*DIRECTIVE:* Copy exactly the lines from the "query | cargo pocket on trousers" line to the end, both included, and nothing else.

*PROVIDED INFORMATION:*
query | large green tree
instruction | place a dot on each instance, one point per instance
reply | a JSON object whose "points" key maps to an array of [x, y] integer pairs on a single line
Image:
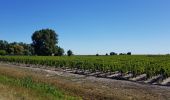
{"points": [[44, 42]]}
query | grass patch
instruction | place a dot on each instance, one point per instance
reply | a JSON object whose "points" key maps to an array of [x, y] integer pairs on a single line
{"points": [[46, 91]]}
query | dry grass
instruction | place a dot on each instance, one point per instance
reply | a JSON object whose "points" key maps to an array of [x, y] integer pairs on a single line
{"points": [[87, 90]]}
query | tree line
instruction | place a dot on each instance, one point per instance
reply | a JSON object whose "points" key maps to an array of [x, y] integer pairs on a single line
{"points": [[44, 43]]}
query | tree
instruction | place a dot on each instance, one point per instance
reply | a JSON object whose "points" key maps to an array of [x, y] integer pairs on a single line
{"points": [[18, 49], [59, 51], [113, 53], [69, 53], [3, 45], [129, 53], [2, 52], [44, 42]]}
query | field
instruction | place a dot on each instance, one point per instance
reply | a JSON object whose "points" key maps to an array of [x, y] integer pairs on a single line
{"points": [[151, 65], [140, 69]]}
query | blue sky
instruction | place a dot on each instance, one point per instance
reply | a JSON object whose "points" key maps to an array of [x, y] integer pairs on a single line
{"points": [[91, 26]]}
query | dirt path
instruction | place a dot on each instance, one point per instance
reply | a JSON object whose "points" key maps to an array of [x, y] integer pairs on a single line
{"points": [[95, 88]]}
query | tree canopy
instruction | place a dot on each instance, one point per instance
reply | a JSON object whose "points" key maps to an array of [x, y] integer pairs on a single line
{"points": [[44, 42]]}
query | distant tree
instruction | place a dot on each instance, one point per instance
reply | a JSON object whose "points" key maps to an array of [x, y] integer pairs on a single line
{"points": [[69, 53], [18, 49], [44, 42], [3, 45], [122, 54], [97, 54], [2, 52], [129, 53], [59, 51], [113, 53]]}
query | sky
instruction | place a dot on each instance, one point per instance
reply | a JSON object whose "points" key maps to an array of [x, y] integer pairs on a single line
{"points": [[91, 26]]}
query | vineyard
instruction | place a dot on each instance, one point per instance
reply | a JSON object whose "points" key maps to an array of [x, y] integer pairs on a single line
{"points": [[150, 68]]}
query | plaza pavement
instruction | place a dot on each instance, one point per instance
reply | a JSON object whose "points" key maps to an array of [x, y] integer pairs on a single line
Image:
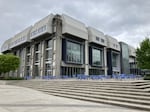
{"points": [[19, 99]]}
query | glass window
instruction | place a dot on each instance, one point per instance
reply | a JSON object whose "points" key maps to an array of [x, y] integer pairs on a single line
{"points": [[49, 44], [28, 59], [37, 57], [37, 47], [48, 54], [96, 57], [114, 60], [48, 69], [37, 70], [74, 52], [28, 50], [28, 70]]}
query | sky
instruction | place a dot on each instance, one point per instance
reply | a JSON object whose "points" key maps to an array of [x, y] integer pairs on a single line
{"points": [[125, 20]]}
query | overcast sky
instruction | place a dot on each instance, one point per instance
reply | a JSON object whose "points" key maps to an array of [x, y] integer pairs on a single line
{"points": [[125, 20]]}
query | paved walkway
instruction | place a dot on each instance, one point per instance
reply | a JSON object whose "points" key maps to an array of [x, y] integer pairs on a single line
{"points": [[19, 99]]}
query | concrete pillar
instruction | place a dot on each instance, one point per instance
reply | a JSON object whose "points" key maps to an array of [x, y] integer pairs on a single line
{"points": [[32, 60], [58, 46], [42, 53], [86, 58], [105, 60], [23, 62]]}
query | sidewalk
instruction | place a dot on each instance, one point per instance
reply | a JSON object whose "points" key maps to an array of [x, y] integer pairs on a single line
{"points": [[19, 99]]}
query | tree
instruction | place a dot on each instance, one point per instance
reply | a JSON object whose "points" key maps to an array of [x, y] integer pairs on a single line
{"points": [[8, 62], [143, 54]]}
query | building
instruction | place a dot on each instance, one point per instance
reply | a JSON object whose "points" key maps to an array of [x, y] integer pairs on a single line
{"points": [[60, 45]]}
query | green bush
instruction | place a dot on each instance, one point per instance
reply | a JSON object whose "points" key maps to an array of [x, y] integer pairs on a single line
{"points": [[12, 78], [147, 77]]}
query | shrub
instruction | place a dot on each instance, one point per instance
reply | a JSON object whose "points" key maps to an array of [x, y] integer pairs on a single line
{"points": [[11, 78], [147, 77]]}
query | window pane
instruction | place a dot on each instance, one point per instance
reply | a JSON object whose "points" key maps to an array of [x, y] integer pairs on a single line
{"points": [[114, 60], [74, 52], [96, 57]]}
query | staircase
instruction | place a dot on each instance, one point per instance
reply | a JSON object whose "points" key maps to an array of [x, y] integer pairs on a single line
{"points": [[131, 94]]}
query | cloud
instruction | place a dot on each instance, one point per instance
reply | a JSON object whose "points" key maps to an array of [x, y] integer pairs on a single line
{"points": [[126, 20]]}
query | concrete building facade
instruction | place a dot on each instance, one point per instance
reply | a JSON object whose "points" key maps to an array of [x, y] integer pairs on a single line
{"points": [[60, 45]]}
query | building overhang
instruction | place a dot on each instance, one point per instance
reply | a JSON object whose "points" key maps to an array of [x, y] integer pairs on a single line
{"points": [[112, 43], [20, 38], [42, 27], [96, 36], [73, 27]]}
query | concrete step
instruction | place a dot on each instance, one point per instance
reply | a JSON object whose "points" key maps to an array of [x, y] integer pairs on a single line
{"points": [[118, 103], [107, 93], [93, 89]]}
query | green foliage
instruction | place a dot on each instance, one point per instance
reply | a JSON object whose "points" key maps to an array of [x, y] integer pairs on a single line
{"points": [[147, 77], [143, 54], [8, 62], [12, 78]]}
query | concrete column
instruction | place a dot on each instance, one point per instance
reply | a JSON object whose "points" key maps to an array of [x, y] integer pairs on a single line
{"points": [[54, 57], [42, 54], [32, 60], [105, 60], [58, 46], [24, 61], [58, 55], [86, 58]]}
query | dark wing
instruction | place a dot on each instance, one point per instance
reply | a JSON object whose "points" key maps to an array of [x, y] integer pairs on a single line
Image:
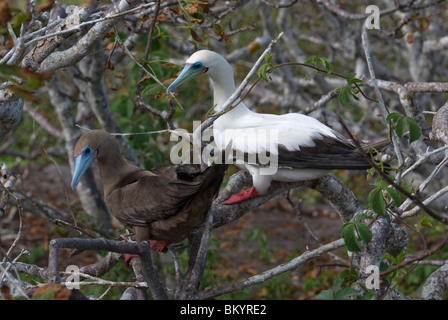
{"points": [[146, 197], [328, 153]]}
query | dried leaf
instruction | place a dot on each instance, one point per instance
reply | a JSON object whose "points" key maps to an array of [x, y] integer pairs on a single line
{"points": [[195, 36], [5, 13], [6, 292]]}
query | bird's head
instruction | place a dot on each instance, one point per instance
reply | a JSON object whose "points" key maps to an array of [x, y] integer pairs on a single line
{"points": [[200, 62], [88, 148]]}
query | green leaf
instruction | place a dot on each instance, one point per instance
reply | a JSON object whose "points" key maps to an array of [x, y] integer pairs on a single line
{"points": [[351, 79], [393, 117], [311, 60], [344, 96], [389, 257], [350, 239], [414, 130], [377, 202], [327, 64], [395, 195], [400, 257], [425, 222], [268, 58], [325, 295], [364, 232], [362, 216]]}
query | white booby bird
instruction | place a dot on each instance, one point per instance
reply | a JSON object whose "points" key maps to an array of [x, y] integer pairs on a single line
{"points": [[298, 147]]}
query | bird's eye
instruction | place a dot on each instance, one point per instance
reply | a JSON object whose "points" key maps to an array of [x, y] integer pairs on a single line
{"points": [[197, 66]]}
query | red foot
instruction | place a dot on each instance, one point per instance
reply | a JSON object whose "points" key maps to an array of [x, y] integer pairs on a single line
{"points": [[159, 246], [243, 195]]}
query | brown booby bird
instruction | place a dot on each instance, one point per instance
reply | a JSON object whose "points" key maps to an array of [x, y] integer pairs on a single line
{"points": [[163, 205]]}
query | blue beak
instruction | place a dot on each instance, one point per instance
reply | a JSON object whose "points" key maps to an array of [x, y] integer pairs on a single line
{"points": [[187, 73], [82, 163]]}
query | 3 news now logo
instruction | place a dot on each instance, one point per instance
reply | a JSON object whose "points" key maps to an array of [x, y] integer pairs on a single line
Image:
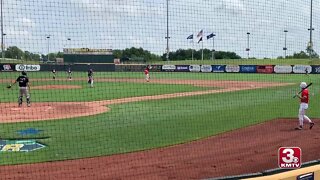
{"points": [[289, 157]]}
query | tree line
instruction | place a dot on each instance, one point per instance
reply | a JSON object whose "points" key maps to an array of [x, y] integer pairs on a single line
{"points": [[139, 54]]}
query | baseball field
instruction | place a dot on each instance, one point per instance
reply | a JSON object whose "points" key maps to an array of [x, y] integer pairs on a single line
{"points": [[178, 125]]}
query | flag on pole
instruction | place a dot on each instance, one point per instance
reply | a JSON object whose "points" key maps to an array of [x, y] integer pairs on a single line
{"points": [[200, 33], [190, 37], [210, 36]]}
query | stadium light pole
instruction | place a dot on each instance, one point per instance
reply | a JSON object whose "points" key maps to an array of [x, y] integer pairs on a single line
{"points": [[2, 34], [285, 43], [310, 44], [167, 37], [248, 44], [48, 37]]}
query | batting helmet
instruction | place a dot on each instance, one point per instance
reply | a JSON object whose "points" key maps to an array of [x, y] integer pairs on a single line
{"points": [[303, 85]]}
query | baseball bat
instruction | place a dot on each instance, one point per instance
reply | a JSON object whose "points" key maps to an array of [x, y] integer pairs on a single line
{"points": [[302, 90]]}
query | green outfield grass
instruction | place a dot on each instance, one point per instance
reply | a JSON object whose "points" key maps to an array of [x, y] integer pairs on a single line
{"points": [[151, 124], [244, 62]]}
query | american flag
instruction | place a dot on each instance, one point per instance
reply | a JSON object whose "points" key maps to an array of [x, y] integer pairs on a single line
{"points": [[200, 34]]}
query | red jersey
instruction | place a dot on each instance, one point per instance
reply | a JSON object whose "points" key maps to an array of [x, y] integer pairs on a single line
{"points": [[305, 93]]}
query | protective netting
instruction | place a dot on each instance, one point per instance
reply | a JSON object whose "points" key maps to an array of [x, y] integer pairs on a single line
{"points": [[155, 89]]}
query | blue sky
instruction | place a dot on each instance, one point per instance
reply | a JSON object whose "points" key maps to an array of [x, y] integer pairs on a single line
{"points": [[119, 24]]}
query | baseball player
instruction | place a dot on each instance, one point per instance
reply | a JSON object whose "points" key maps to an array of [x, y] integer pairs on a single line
{"points": [[24, 88], [53, 73], [304, 100], [69, 74], [146, 73], [90, 77]]}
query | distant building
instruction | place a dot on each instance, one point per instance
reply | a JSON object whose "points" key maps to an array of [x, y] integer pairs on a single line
{"points": [[86, 55]]}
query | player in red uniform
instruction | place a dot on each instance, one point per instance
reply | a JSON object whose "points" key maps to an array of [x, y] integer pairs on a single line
{"points": [[146, 73], [90, 77], [304, 100], [53, 73]]}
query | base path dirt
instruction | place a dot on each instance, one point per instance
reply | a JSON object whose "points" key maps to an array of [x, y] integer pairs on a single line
{"points": [[10, 112], [52, 87], [248, 150]]}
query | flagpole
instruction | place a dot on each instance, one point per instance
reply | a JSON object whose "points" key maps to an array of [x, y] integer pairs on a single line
{"points": [[213, 50], [192, 48]]}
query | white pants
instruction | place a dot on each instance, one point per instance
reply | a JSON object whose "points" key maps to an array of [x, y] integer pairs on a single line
{"points": [[302, 113]]}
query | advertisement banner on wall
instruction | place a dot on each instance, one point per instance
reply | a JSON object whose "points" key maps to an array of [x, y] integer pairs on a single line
{"points": [[265, 69], [25, 67], [302, 69], [232, 68], [282, 69], [194, 68], [7, 67], [248, 68], [182, 68], [168, 68], [155, 68], [218, 68], [206, 68], [315, 69]]}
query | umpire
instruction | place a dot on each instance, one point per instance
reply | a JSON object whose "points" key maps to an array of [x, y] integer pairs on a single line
{"points": [[24, 88]]}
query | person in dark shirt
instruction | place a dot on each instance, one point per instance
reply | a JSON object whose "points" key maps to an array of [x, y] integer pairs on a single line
{"points": [[23, 82], [90, 77], [54, 73]]}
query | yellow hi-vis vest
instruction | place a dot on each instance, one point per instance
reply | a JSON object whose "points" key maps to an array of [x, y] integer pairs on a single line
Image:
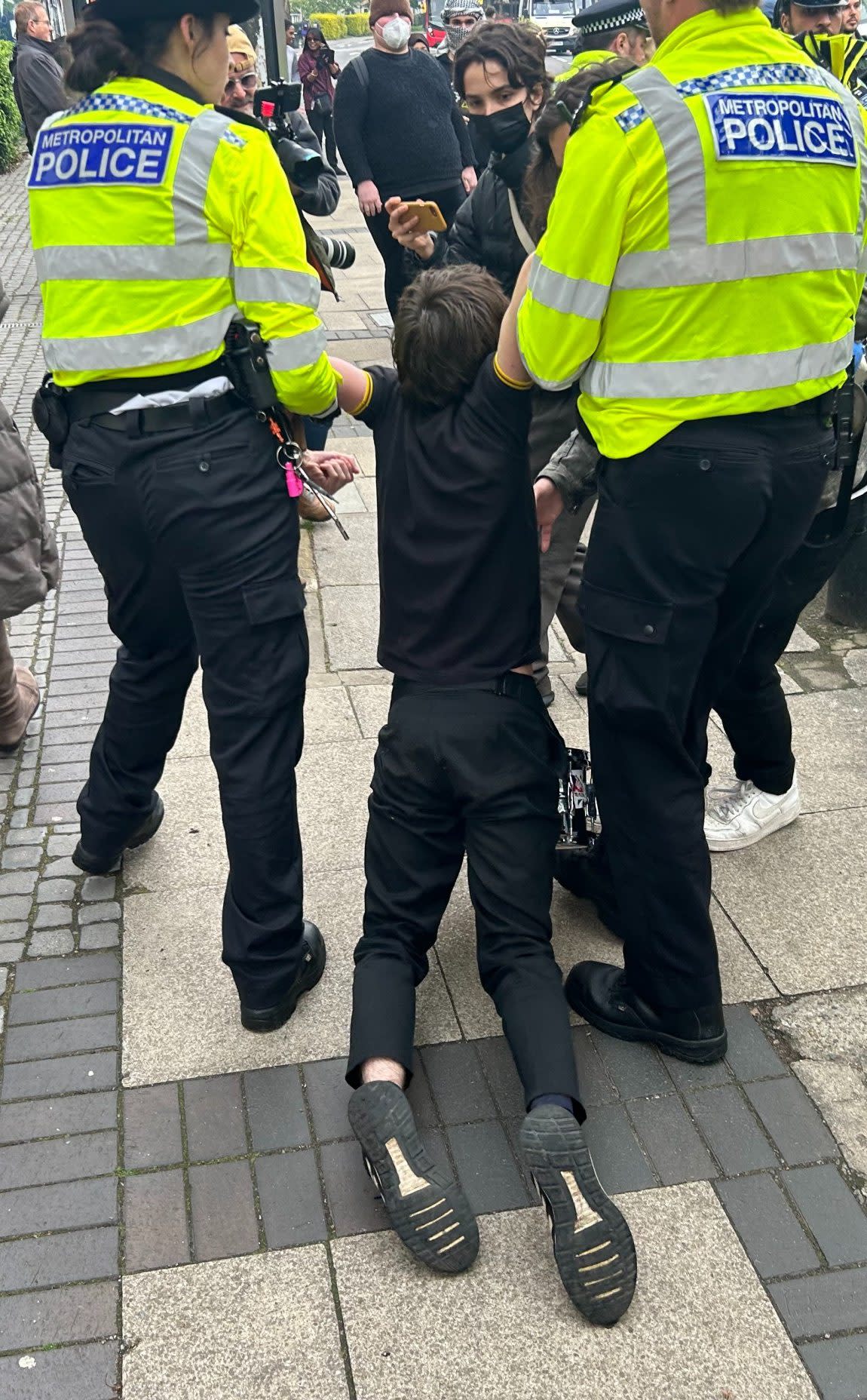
{"points": [[154, 223], [705, 247]]}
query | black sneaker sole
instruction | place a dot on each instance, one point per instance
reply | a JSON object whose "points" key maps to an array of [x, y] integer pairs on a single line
{"points": [[694, 1052], [593, 1245], [428, 1211], [311, 973], [94, 865]]}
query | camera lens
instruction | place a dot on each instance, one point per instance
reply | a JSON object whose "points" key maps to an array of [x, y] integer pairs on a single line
{"points": [[339, 251]]}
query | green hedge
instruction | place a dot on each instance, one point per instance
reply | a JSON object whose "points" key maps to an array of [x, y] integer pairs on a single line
{"points": [[11, 134], [332, 26]]}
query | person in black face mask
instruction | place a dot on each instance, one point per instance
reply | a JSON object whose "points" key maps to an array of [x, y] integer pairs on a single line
{"points": [[500, 75]]}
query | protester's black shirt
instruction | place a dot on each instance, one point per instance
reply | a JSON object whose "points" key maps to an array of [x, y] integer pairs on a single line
{"points": [[458, 545], [403, 129]]}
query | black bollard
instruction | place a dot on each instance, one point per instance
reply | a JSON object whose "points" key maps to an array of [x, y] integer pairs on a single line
{"points": [[847, 601]]}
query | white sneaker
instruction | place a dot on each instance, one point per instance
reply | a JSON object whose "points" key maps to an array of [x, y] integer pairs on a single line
{"points": [[741, 815]]}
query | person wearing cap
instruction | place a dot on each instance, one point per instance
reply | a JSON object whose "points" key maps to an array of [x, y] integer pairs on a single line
{"points": [[155, 222], [809, 16], [610, 29], [385, 98], [708, 371]]}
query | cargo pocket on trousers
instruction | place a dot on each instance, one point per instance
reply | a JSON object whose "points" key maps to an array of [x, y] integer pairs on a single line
{"points": [[627, 654], [273, 600]]}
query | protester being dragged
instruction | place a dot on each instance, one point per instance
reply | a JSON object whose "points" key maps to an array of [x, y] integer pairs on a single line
{"points": [[502, 81], [37, 75], [317, 69], [610, 27], [467, 765], [399, 132], [459, 19], [29, 569]]}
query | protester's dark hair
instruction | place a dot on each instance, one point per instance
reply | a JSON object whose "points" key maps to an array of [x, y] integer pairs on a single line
{"points": [[448, 322], [512, 45], [541, 174], [103, 51]]}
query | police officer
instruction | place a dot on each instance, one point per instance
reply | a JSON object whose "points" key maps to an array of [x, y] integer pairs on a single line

*ANSWER BELOW:*
query | cargo pocket on trousers
instruction | place a dot on each instance, one point per instance
reply | a JSON object whose "points" key maps to an array of [x, y] integer pairs on a single line
{"points": [[627, 654], [273, 600]]}
query | protester being dragged
instruction | place a dot on each instance, one point per instance
reply | a JSON object whose "points" key maps to an array of [x, y] integer pairs on a single line
{"points": [[502, 81], [37, 75], [317, 69], [610, 27], [467, 765], [399, 132], [459, 19], [29, 569]]}
query | protester's dark hair
instruction | place a dot on each instance, one point per instance
reply | a JSON object whose "points" key maps to an array of [x, y] integer pairs on a single line
{"points": [[448, 322], [512, 45], [541, 174], [103, 51]]}
query | police officer
instruction | place a dot on each instance, one point per instance
reply | a JSON object whose "points" key maps to an array of [x, y] integer pairs on a single line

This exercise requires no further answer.